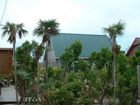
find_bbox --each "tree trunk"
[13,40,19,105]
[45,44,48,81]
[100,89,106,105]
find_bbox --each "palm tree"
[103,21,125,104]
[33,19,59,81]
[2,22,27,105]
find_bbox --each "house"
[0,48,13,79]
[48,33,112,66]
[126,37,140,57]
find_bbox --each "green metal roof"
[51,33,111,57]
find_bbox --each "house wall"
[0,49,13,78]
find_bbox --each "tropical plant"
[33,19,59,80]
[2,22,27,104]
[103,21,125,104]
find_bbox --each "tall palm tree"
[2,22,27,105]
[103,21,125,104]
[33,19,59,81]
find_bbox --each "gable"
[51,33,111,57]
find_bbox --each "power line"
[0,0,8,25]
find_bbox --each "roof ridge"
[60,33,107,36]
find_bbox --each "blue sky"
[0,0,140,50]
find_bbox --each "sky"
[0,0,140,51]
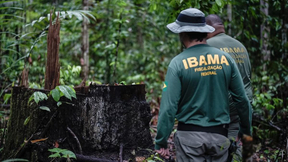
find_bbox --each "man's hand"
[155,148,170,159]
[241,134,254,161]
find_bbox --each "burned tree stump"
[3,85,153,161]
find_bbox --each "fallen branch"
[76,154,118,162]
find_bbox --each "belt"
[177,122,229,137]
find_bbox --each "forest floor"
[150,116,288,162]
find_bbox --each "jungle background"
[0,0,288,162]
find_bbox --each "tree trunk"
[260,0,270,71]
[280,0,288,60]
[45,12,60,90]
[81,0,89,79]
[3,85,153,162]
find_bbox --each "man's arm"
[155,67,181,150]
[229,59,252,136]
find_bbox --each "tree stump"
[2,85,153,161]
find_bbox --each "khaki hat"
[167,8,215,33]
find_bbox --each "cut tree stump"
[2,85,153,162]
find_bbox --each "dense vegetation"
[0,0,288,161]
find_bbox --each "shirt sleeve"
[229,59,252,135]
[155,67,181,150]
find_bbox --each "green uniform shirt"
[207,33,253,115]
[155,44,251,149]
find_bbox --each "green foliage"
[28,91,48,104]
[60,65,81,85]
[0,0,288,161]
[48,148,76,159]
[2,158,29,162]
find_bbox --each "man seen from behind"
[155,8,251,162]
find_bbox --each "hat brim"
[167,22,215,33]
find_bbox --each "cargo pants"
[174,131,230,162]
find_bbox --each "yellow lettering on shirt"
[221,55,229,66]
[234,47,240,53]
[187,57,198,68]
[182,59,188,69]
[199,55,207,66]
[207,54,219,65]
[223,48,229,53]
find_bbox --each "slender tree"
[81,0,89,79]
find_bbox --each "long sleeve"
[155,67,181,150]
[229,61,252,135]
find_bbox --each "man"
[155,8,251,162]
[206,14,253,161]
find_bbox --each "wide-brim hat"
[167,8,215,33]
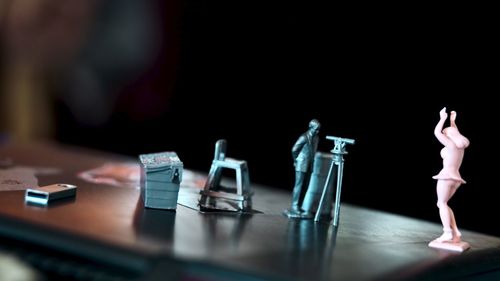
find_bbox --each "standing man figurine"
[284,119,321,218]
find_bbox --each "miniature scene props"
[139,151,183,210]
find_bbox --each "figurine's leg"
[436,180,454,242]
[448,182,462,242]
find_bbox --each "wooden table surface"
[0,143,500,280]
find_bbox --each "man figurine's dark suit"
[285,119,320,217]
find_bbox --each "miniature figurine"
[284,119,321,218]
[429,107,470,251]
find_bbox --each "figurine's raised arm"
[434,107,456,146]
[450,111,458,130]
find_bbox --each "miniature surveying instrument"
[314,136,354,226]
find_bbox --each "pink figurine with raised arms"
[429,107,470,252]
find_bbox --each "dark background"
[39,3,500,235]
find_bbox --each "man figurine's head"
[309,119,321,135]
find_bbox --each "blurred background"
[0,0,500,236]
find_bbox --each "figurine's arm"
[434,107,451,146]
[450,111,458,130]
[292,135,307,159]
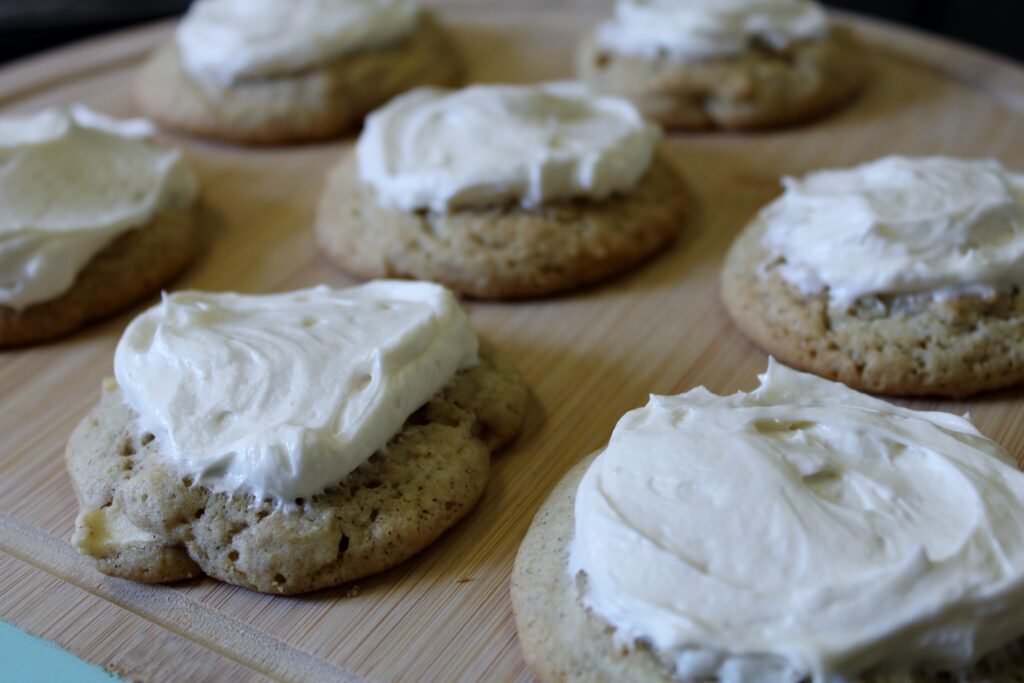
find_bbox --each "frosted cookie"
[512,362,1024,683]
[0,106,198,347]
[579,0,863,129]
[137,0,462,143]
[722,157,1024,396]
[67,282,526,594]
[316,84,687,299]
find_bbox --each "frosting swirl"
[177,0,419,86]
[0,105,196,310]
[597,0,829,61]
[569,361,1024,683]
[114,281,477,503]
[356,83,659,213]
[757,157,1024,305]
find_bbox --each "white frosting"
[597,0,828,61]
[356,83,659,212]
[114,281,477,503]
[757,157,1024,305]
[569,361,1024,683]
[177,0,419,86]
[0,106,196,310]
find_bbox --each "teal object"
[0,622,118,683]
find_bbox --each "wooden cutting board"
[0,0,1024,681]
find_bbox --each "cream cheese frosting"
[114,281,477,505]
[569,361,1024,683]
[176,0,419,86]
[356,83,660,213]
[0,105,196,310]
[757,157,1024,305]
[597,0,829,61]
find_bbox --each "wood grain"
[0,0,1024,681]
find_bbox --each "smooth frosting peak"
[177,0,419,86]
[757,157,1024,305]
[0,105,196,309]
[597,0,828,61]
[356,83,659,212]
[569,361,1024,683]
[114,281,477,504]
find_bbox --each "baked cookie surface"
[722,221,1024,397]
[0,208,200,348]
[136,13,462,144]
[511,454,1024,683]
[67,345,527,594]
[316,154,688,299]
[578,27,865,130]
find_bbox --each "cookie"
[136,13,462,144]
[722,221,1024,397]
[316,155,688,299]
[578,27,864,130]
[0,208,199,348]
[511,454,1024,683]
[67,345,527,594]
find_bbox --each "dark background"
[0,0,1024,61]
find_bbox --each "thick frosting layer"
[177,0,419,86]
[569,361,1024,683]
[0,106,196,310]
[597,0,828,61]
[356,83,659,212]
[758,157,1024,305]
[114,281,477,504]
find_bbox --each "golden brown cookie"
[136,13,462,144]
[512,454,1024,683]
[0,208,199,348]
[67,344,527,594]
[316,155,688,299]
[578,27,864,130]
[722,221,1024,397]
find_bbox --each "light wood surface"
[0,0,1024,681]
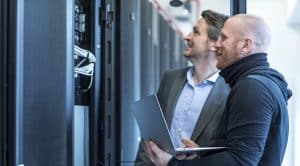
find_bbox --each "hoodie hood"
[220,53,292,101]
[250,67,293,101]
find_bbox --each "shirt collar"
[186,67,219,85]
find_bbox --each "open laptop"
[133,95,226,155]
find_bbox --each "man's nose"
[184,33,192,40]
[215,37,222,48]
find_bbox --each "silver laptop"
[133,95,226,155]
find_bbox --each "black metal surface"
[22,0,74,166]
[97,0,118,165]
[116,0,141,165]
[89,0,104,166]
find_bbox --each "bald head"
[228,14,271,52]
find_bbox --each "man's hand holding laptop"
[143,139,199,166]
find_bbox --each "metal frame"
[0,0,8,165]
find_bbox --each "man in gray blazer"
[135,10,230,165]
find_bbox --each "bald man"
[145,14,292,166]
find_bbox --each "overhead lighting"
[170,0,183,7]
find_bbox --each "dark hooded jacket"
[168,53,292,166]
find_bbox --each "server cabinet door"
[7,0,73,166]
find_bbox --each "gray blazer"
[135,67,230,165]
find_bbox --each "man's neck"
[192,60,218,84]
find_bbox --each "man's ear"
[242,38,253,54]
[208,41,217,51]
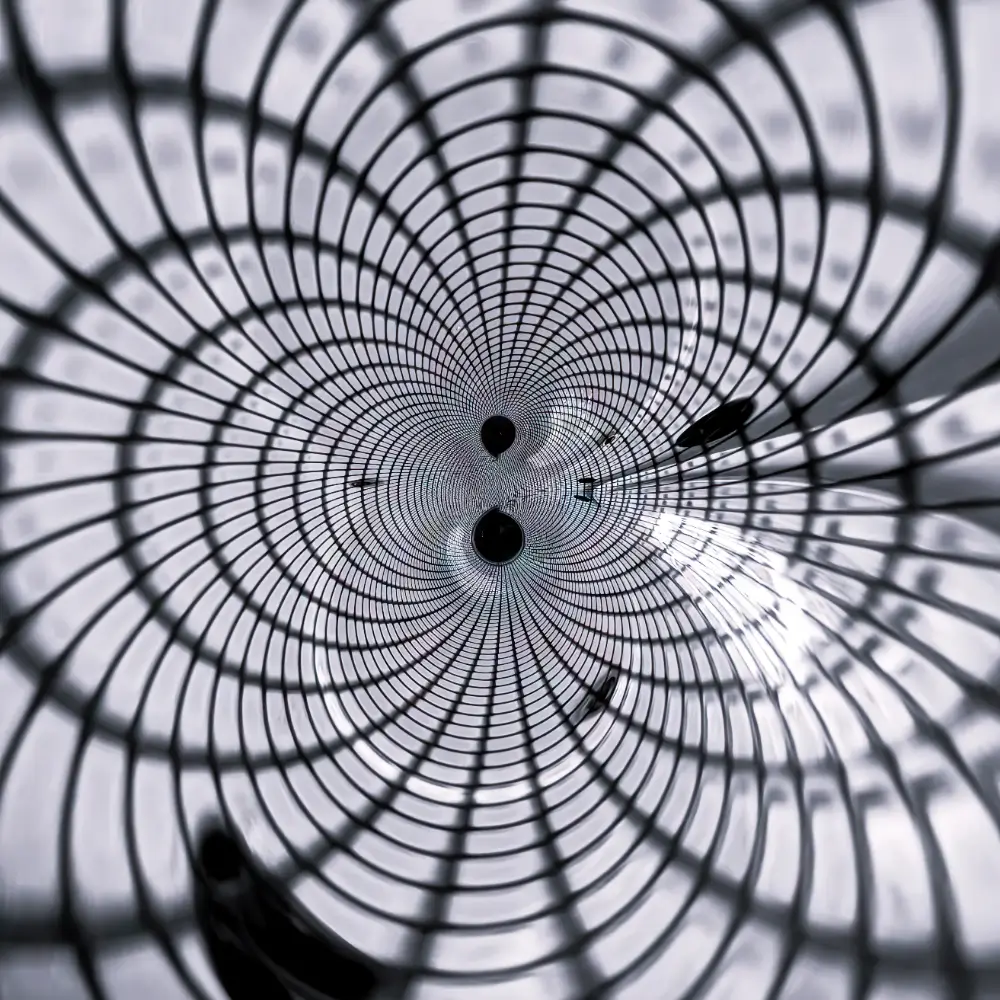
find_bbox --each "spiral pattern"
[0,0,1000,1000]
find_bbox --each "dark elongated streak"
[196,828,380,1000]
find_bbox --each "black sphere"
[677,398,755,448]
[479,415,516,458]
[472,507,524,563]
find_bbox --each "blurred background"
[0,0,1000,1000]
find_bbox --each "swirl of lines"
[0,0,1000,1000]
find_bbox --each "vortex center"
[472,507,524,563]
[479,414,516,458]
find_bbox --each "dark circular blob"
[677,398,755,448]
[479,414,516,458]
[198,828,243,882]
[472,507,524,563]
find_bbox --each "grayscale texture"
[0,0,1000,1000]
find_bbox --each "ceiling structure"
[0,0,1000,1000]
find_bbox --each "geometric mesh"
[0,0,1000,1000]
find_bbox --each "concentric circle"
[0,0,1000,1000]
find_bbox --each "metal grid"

• **Your objective**: Show each line of the data above that contains the string "wooden", matching case exactly.

• **The result**:
find_bbox --each "wooden table surface"
find_bbox --each "wooden cutting board"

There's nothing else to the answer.